→ **Supplied text**:
--------

The director of the CDC, Dr. Thomas Frieden said, “Our team lead in Texas has spoken with her on multiple occasions and she is extremely helpful.”

Pham’s family says she doesn’t know how she was infected and neither do health officials.

Duncan’s medical records obtained by the Associated Press show the hospital had 70 employees providing care for him.  The records show hospital employees drew Thomas Duncan’s blood, put tubes down his throat, wiped up his diarrhea, analyzed his urine, and wiped saliva from his lips.

Now, the state is busy working around the clock to contact the health care workers.

Texas Health Services commissioner Dr. David Lakey said, “We’re bringing in the resources to do the contact investigation from many different levels of government to identify those individuals and contact them as quickly as possible.”

--------

[Records from a data source]
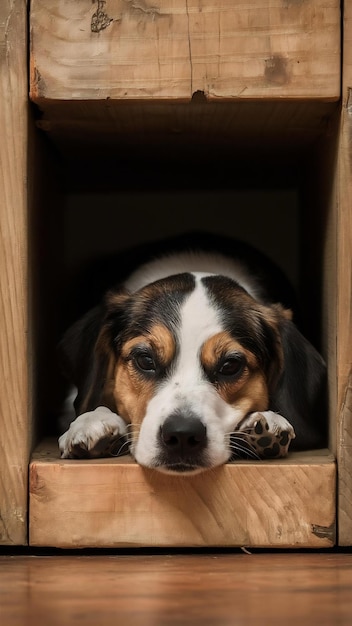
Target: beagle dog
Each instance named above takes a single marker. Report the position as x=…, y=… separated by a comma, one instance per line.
x=193, y=360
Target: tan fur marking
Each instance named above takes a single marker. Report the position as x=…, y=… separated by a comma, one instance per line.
x=132, y=391
x=250, y=390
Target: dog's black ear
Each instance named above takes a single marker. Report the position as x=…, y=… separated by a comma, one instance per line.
x=301, y=392
x=87, y=356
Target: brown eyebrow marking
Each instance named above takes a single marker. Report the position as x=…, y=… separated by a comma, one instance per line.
x=221, y=344
x=159, y=338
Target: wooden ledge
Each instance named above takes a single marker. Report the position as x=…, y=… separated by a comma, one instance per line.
x=117, y=503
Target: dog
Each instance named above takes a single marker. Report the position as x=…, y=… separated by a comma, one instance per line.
x=192, y=360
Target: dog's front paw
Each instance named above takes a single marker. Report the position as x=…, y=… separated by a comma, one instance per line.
x=268, y=433
x=93, y=434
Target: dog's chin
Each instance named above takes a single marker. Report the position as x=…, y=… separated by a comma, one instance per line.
x=180, y=469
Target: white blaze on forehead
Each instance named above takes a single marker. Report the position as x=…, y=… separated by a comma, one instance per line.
x=199, y=322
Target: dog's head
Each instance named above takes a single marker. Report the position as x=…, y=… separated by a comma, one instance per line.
x=183, y=361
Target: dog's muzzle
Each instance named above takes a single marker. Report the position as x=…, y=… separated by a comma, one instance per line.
x=183, y=439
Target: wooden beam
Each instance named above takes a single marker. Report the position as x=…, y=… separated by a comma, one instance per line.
x=140, y=50
x=14, y=441
x=110, y=503
x=344, y=301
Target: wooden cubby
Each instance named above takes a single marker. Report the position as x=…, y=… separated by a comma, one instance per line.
x=229, y=116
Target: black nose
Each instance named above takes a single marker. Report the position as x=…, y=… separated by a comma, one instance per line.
x=183, y=434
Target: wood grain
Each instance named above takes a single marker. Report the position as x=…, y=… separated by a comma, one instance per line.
x=108, y=503
x=136, y=49
x=14, y=399
x=344, y=301
x=177, y=589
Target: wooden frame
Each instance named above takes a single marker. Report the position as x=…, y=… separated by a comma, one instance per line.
x=50, y=477
x=14, y=348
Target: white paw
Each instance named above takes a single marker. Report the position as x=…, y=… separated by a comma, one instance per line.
x=276, y=423
x=269, y=434
x=92, y=434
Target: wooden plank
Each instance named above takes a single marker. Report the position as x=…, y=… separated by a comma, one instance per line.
x=108, y=503
x=344, y=302
x=14, y=443
x=136, y=49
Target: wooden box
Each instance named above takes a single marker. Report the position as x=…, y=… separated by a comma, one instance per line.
x=227, y=115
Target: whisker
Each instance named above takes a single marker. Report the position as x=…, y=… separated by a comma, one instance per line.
x=241, y=447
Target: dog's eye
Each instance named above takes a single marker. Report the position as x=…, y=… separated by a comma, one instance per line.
x=231, y=367
x=144, y=362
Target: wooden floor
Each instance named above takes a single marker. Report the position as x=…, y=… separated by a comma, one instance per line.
x=212, y=589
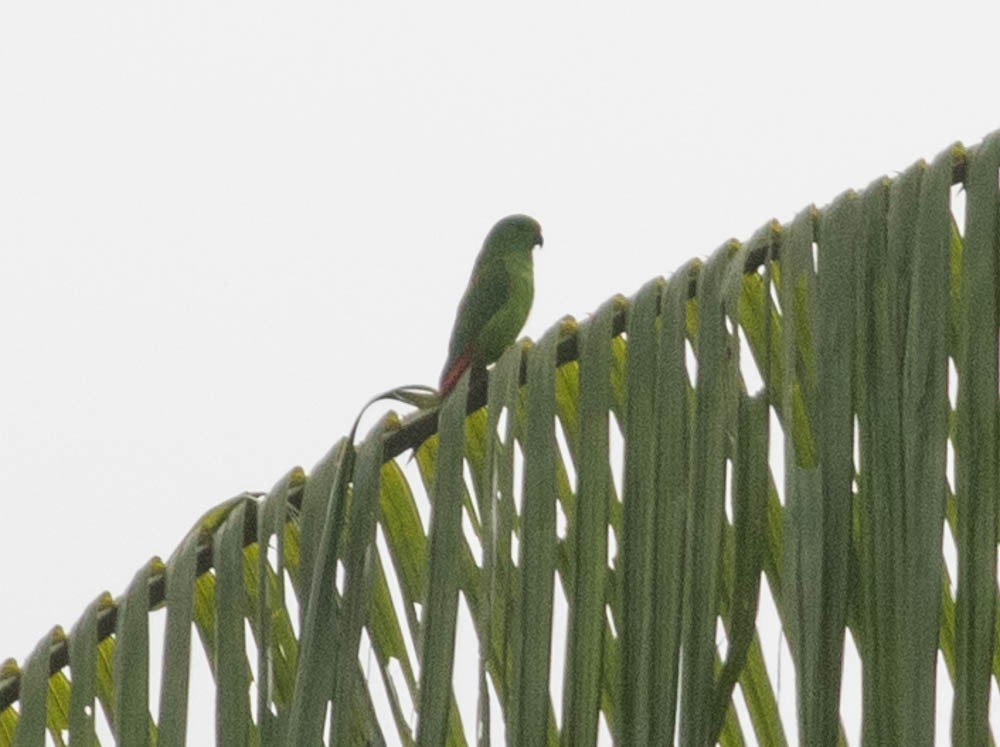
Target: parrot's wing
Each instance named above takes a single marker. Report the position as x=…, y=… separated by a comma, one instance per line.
x=489, y=289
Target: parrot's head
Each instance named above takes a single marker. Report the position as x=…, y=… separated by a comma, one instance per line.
x=515, y=233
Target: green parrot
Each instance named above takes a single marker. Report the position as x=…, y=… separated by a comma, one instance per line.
x=497, y=300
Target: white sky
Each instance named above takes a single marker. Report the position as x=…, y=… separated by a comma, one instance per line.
x=223, y=226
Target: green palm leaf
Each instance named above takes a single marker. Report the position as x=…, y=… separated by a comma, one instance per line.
x=331, y=610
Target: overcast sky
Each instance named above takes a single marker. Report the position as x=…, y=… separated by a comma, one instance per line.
x=223, y=226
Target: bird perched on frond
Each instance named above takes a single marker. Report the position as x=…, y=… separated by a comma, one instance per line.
x=497, y=300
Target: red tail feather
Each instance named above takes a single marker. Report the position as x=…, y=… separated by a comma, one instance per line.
x=450, y=377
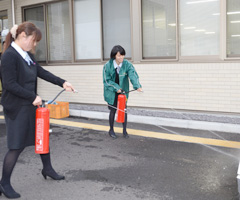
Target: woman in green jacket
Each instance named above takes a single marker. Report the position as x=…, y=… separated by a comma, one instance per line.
x=116, y=74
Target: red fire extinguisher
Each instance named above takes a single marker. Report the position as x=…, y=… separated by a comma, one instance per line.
x=42, y=128
x=42, y=131
x=121, y=108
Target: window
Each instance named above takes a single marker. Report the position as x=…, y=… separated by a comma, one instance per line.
x=87, y=29
x=199, y=27
x=116, y=26
x=36, y=16
x=56, y=41
x=59, y=33
x=233, y=28
x=159, y=28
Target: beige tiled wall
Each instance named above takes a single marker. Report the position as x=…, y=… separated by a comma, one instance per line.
x=203, y=86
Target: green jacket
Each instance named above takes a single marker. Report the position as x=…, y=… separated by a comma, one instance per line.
x=127, y=71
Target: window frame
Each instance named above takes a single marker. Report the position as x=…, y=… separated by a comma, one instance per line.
x=159, y=59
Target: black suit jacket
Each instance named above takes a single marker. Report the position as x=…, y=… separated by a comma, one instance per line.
x=13, y=77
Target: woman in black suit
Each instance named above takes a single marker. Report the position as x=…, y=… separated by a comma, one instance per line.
x=19, y=72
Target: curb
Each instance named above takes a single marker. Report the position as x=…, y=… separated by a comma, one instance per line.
x=160, y=121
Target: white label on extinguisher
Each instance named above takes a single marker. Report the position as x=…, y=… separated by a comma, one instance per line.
x=39, y=135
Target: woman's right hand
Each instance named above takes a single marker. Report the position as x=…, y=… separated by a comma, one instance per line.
x=37, y=101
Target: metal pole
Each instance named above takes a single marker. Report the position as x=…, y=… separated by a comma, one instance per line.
x=13, y=12
x=238, y=179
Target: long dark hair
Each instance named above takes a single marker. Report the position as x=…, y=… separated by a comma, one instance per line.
x=27, y=27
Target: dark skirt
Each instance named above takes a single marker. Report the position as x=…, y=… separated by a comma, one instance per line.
x=21, y=130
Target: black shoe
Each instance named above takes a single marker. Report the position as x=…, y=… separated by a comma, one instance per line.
x=125, y=135
x=112, y=134
x=9, y=192
x=52, y=174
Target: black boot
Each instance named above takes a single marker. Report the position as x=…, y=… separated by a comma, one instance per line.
x=112, y=134
x=9, y=192
x=52, y=174
x=48, y=169
x=125, y=135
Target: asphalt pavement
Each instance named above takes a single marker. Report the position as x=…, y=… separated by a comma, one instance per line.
x=98, y=167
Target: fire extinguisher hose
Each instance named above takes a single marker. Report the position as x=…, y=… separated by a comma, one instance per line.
x=51, y=101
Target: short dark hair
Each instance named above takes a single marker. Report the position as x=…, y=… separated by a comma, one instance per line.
x=117, y=49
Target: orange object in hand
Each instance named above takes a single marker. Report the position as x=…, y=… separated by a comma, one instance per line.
x=121, y=105
x=42, y=131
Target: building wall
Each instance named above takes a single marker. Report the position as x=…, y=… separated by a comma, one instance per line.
x=189, y=86
x=6, y=5
x=175, y=85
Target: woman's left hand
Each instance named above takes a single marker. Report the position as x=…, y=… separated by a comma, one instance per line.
x=68, y=86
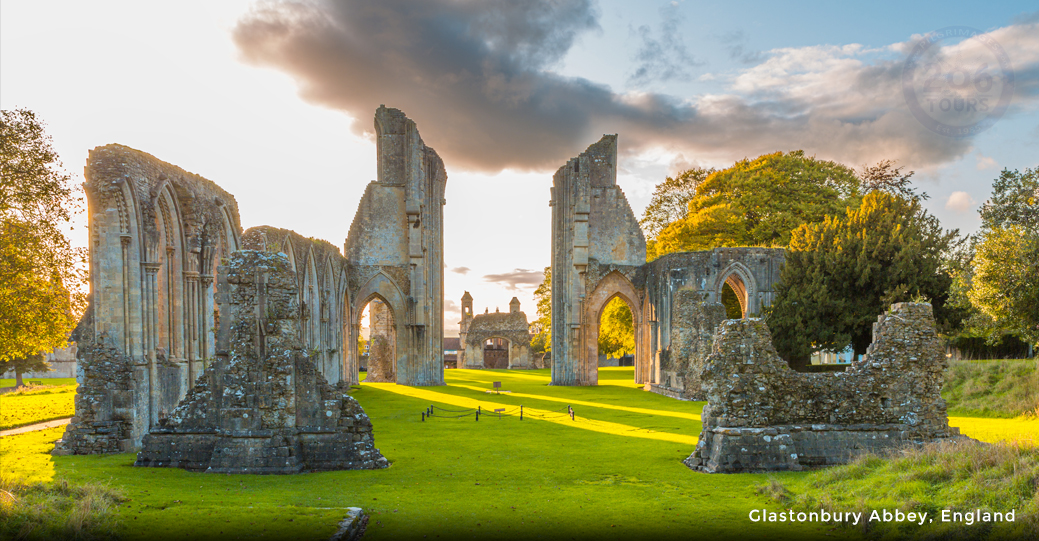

--------

→ **Work request**: Continue the news report on the Texas Ebola infections from its final sentence.

→ **Reply**:
The CDC is also re-training health care workers at Texas Health Presbyterian Hospital Dallas on how to properly put on and take off protective gear.

When it comes to how Pham, 26, contracted Ebola Dr. Frieden said their investigation is also considering another method. “We’re looking at what someone ‎does when they come out of the isolation unit, possibly spraying them with a product that would kill the virus if there’s contamination.”

According to Frieden, health workers already follow those procedures with gloves, but now they are looking more broadly.

The CDC says no one else being monitored is showing symptoms of Ebola or a fever.